● **Text segment**

Recently we were having dinner with some close friends who were visiting for the weekend. At one point my husband and I were busy trying to apologize for a recent tantrum my kid had in front of everyone.

As a parent we see so many of these with our little loved ones, but when it happens in front of people we sometimes feel a little embarrassed and try our best to smile our way through it.

How many times has that happened to you in the grocery store? Where you just want to run out and disappear, when all hell is breaking loose! In any case, afterwards we had a good chuckle – as they are parents too and they were happy they were the observers this time around!

And I mindlessly said while stalking my lettuce, “I just don’t know where she gets it from.”

Everyone rolled their eyes.

Excuse me?? Fork down. Blushed cheeks. This got me right at my heart. I was caught in a moment of deep self reflection. A thousand thoughts raced through my mind to defend myself. However, I resigned and eventually agreed with my company.

Not only did that typical child / parent moment get me thinking about myself in the past, but also the many people who I had coached over the years. Us adults are actually quite often responding to our “adult” situations like children. It is as if the child tantrums are still well and truly within us, although they may not be showing outwardly, they are alive and well within.

● **Given exercise A**
Duplicate the tantrum passage word for word, starting with "And I mindlessly" and going on through "with my company.".
The tantrum passage and the rows after it are separate material.

● **Dataset records**

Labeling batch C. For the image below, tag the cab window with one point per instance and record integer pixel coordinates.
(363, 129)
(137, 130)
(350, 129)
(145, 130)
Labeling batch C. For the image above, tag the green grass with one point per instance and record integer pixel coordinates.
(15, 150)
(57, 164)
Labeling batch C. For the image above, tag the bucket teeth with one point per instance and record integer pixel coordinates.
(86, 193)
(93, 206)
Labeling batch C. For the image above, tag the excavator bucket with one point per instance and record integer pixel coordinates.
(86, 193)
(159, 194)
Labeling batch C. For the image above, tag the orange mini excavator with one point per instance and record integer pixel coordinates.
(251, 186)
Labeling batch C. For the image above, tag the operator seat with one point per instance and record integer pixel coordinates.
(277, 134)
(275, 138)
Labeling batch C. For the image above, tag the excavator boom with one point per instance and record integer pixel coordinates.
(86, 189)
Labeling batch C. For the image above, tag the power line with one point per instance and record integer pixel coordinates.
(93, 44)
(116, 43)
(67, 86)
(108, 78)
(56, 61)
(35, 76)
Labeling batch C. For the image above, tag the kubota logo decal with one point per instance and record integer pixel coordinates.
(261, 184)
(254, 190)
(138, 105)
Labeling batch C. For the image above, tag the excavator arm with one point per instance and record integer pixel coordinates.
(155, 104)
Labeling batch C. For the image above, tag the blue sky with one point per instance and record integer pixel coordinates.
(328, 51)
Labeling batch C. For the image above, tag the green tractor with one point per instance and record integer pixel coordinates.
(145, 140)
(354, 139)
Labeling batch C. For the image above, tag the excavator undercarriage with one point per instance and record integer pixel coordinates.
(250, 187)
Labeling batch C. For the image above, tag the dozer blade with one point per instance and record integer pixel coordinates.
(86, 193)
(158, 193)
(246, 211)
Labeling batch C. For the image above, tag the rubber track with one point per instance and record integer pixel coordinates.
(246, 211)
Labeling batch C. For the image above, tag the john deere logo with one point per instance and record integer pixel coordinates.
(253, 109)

● **Given exercise B**
Express the rows as a JSON list of strings, one string per line and with blank lines left out, starting with the line with "Labeling batch C. For the image above, tag the john" and going on through the last line of the rows.

● **Complete response A**
And I mindlessly said while stalking my lettuce, “I just don’t know where she gets it from.”

Everyone rolled their eyes.

Excuse me?? Fork down. Blushed cheeks. This got me right at my heart. I was caught in a moment of deep self reflection. A thousand thoughts raced through my mind to defend myself. However, I resigned and eventually agreed with my company.

● **Complete response B**
[
  "Labeling batch C. For the image above, tag the john deere logo with one point per instance and record integer pixel coordinates.",
  "(253, 109)"
]